* EXERCISE PROMPT: Every entry has to be output exactly, with none skipped.

* DATASET RECORDS:
★ ★ ★ ★ ★

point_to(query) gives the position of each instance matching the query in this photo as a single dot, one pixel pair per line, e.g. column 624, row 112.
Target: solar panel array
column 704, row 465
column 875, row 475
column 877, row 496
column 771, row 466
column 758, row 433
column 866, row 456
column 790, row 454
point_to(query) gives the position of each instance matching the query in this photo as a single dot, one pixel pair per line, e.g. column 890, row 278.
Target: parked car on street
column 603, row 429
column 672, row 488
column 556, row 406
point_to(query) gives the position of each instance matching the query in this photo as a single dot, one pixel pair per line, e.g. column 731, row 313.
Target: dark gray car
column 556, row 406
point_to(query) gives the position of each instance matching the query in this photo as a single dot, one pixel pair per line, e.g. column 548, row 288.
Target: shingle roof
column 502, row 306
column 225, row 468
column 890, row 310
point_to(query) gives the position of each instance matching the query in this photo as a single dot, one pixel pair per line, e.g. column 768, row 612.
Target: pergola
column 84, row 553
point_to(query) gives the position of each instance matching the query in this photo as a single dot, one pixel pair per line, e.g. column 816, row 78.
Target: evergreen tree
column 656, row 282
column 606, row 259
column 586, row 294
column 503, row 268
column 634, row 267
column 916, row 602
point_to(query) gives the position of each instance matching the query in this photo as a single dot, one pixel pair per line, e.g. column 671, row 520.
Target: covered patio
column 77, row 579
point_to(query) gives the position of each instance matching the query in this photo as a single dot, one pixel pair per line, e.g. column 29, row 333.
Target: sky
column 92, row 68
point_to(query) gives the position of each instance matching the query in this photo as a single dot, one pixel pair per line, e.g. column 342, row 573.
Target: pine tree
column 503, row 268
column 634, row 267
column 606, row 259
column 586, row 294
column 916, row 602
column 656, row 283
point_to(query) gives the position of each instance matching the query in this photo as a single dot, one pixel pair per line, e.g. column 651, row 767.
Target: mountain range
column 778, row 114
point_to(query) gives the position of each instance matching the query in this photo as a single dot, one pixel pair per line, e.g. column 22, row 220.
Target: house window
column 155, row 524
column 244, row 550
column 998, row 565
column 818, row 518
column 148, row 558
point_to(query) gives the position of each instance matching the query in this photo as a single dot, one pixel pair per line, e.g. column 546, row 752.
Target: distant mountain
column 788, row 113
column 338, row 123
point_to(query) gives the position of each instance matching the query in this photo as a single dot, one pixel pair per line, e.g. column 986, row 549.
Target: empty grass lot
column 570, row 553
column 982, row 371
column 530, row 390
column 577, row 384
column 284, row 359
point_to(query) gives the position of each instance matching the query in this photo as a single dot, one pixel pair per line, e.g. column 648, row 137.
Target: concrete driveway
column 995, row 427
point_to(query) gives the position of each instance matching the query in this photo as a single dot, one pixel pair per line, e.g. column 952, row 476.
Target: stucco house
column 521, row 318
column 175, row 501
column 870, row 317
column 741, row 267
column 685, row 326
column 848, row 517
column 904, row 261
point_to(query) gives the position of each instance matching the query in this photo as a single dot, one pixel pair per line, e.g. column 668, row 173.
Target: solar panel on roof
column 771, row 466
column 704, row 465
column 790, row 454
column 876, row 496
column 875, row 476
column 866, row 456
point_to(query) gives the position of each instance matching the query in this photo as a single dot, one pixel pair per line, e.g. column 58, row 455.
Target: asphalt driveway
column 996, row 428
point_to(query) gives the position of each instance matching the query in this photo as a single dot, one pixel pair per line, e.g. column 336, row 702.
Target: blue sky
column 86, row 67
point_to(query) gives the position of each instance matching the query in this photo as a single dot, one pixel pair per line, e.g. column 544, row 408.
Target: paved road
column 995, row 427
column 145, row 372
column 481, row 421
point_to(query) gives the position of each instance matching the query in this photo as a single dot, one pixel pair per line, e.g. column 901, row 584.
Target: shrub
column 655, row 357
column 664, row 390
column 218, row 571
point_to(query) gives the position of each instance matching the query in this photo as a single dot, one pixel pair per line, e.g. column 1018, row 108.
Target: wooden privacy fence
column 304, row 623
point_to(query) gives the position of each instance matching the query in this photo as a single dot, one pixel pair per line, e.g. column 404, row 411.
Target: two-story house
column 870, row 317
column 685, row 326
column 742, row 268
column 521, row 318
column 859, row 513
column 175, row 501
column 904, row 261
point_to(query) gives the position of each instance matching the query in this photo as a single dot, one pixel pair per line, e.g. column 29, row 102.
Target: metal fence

★ ★ ★ ★ ★

* WRITTEN RESPONSE:
point_to(query) gives the position of each instance matching the query in this photo as a single dot, one pixel pair per line, e.g. column 624, row 112.
Target: solar panel array
column 704, row 465
column 875, row 475
column 877, row 496
column 771, row 466
column 758, row 433
column 866, row 456
column 790, row 454
point_to(query) gives the position of each instance matching the query in this photo as a single dot, one pixel pair per line, e.g. column 890, row 278.
Target: parked car on street
column 603, row 429
column 672, row 488
column 556, row 406
point_to(query) gives the position of each instance matching the query in this photo as a single dot, one pixel pair per line, e.g. column 731, row 313.
Target: dark gray car
column 556, row 406
point_to(query) gives the position of each instance matching the query in this photo as a single dot, one pixel pair per line, e.g. column 548, row 288.
Target: shingle roof
column 502, row 306
column 225, row 468
column 890, row 310
point_to(query) gives the position of each instance matching the query in this photo as a single dot, one pixel pair per line, e.g. column 768, row 612.
Target: pergola
column 84, row 553
point_to(query) gives the position of each instance matching the query in this photo as a single dot, one pixel pair per line, e.g. column 816, row 78.
Target: evergreen tree
column 656, row 282
column 606, row 259
column 586, row 294
column 503, row 268
column 634, row 267
column 916, row 602
point_to(query) gives the position of each instance matching the query in this photo as a single dot, one pixel pair per line, e.g. column 671, row 520.
Target: covered patio
column 77, row 579
point_to(query) gives the position of each instance matching the query in this photo as a single dot, one pixel pair per line, e.g. column 29, row 333.
Target: sky
column 92, row 68
point_to(query) gives the position of each instance matching the query in this photo as a single dot, one pixel pair per line, e.g. column 342, row 573.
Target: pine tree
column 503, row 268
column 634, row 267
column 606, row 259
column 586, row 294
column 916, row 602
column 656, row 283
point_to(query) gives the position of each instance matching the query in this photo as a single dot, one pixel pair per line, e.g. column 651, row 767.
Target: mountain range
column 778, row 114
point_to(query) gives the position of each instance matching the query in this photo as a single dot, one pixel pair per line, e.g. column 22, row 220.
Target: house window
column 155, row 524
column 244, row 550
column 998, row 565
column 818, row 518
column 148, row 558
point_to(query) gives the position of each instance matching the query in this photo as a single dot, one pixel pair per line, e.g. column 546, row 752.
Target: distant mountain
column 788, row 113
column 338, row 123
point_to(query) gives the position of each instance matching the query in this photo as a single dot, one pixel pair per line, e.g. column 986, row 549.
Target: empty grass lot
column 570, row 553
column 982, row 371
column 530, row 390
column 577, row 384
column 284, row 359
point_to(query) gives the position of each instance matching the query in this photo as a single dot, one pixel pair per line, e.g. column 648, row 137.
Target: concrete driveway
column 995, row 427
point_to(query) gives the position of each instance matching the query in this photo as a single dot, one pixel pair per line, e.g. column 952, row 476.
Target: stucco house
column 521, row 318
column 175, row 501
column 870, row 317
column 741, row 267
column 685, row 326
column 848, row 517
column 904, row 261
point_to(query) gives the position of each instance matching the query in this photo as a single dot, one pixel pair per line, e.g. column 668, row 173.
Target: solar panel on roof
column 771, row 466
column 704, row 465
column 790, row 454
column 876, row 496
column 875, row 476
column 866, row 456
point_to(query) gives the position of each instance matching the query in this photo as a single dot, one pixel pair per line, e.g. column 58, row 455.
Target: asphalt driveway
column 996, row 428
point_to(query) gives the position of each instance matching the query in this photo as a single dot, one pixel pair per line, e.g. column 336, row 702.
Target: blue sky
column 86, row 67
point_to(query) gives the position of each instance matching the query in this photo as a single dot, one pixel pair per line, e.g. column 544, row 408.
Target: paved road
column 995, row 427
column 145, row 372
column 481, row 421
point_to(query) gives the position of each instance matching the query in this photo as a single dot, one pixel pair per line, e.g. column 901, row 584.
Target: shrub
column 655, row 357
column 664, row 390
column 218, row 571
point_to(query) gives the position of each instance matching the query in this photo as a single dot, one pixel pair per line, e.g. column 1018, row 108.
Target: wooden privacy fence
column 304, row 623
point_to(query) gives the position of each instance matching the query in this photo as a single dot, one pixel pair per line, e.g. column 404, row 411.
Target: two-story house
column 870, row 317
column 685, row 326
column 742, row 268
column 521, row 318
column 859, row 513
column 175, row 501
column 904, row 261
point_to(query) gives the position of each instance matching the query in this photo as a single dot, one pixel pair per line, e.g. column 29, row 102.
Target: metal fence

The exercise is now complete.